• _Work to complete_:
1 > Please print the part of the Mr. Freeze commentary that opens with the words containing "But I've got" and closes with "Rocky and Bullwinkle.", copying it word for word.
2 > Answer these questions from the Mr. Freeze commentary:
(a) On what date did The Time Tunnel episode "Revenge of the Gods" air?
(b) Which actress would the writer have liked to see as Black Widow in 1966-67?
(c) What did Wallach's Freeze usually not bother wearing?
-- START OF Source document --
But I've got to admit, I still would prefer to sit down and watch the Otto arc than the Sanders arc. Sanders does come off as a good Bondian villain. But I want a '66 Batman villain when I watch Batman. And Otto delivers that. And as polarizing as it is, put me in the win column on 'Wild!'
In terms of scenery-chewing, no it's not nearly as good as Victor Buono's Tut, but it leans more in that direction for the viewer than Anne Baxter's tiresome take on Olga, which brought to mind Boris and Natasha on The Adventures of Rocky and Bullwinkle.
Yes, Freeze's evil plan re Miss Iceland makes no sense, and if you watch The Time Tunnel episode "Revenge of the Gods," which aired on Oct. 21, 1966, 19 days before "Green Ice," you'd note that Dee Hartford's appearance as kidnapee Helen of Troy is eerily similar to her appearance as kidnapee Miss Iceland. She and kidnapper Paris (Paul Carr) trade very similar dialogue--he will make her love him, no she never will, etc.
I agree with robinboyblunderer that we needed to see more of Nellie Majors. As I've said before, Marie Windsor is awesome and shows glimpses of why she was a B-movie femme fatale a decade before. Heck, I know it would be heresy for you guys, and she wasn't a big enough name for Dozier anymore, but sign me up for her as Black Widow in 1966-67 any day. I was SHOCKED she wasn't part of Freeze's entourage.
As for Wallach's arc, you again (and I can't blame you) forgot to mention the creepiness of the implied offscreen 'scene' in which Glacia apparently seduced the formula out of Isaacson. That offscreen business symbolizes how underused she is and foreshadows how much of season 3 will be referenced and not shown in what is supposed to be a visual medium. (Not that I wanted to see Leslie Parrish making goo-goo eyes and more at Elisha Cook Jr., mind you!)
My hobbies include gazing at the Siren and doing her bidding, evil or otherwise.
'She had a devastating, hypnotic effect on all the men.'--A schoolmate describing Joan Collins at age 17
The gun posed a tricky problem for the show's writers: Batman and Robin had to thwart it in order to triumph in the Sanders episodes, so it wouldn't have made sense for them to be helpless against it the next time they encountered Mr. Freeze. The most satisfying way of addressing that for us fans would have been for Freeze to up his game with more powerful, or at least different, weapons in subsequent episodes. Instead, likely because of the effects budget as much as anything else, we got that same awesome gun rendered less powerful (no heat ray) and used in less potentially deadly ways with each iteration of the Freeze character: The frozen-pool gambit, while a very neat trick visually and in terms of the plot, didn't put any lives at risk. (Even when Preminger iced the police officer at Wayne Manor it felt much less grim than when Sanders zapped and shattered that security guard.) By the time Wallach donned the collar, the Freeze gun felt like an afterthought: Most of the time, he didn't even bother wearing the fire-extinguisher tanks that powered the gun, and when he finally pulled it out at the end of The Duo Defy, it was merely to show how ineffective the gun was against batskivvies.
-- END OF Source document --
-- START OF Information provided --
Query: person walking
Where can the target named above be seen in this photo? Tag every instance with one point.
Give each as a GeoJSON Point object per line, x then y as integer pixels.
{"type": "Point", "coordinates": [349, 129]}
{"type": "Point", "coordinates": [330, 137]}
-- END OF Information provided --
• _Written responses_:
1 >
But I've got to admit, I still would prefer to sit down and watch the Otto arc than the Sanders arc. Sanders does come off as a good Bondian villain. But I want a '66 Batman villain when I watch Batman. And Otto delivers that. And as polarizing as it is, put me in the win column on 'Wild!'
In terms of scenery-chewing, no it's not nearly as good as Victor Buono's Tut, but it leans more in that direction for the viewer than Anne Baxter's tiresome take on Olga, which brought to mind Boris and Natasha on The Adventures of Rocky and Bullwinkle.

2 >
(a) Oct. 21, 1966
(b) Marie Windsor
(c) The fire-extinguisher tanks that powered the gun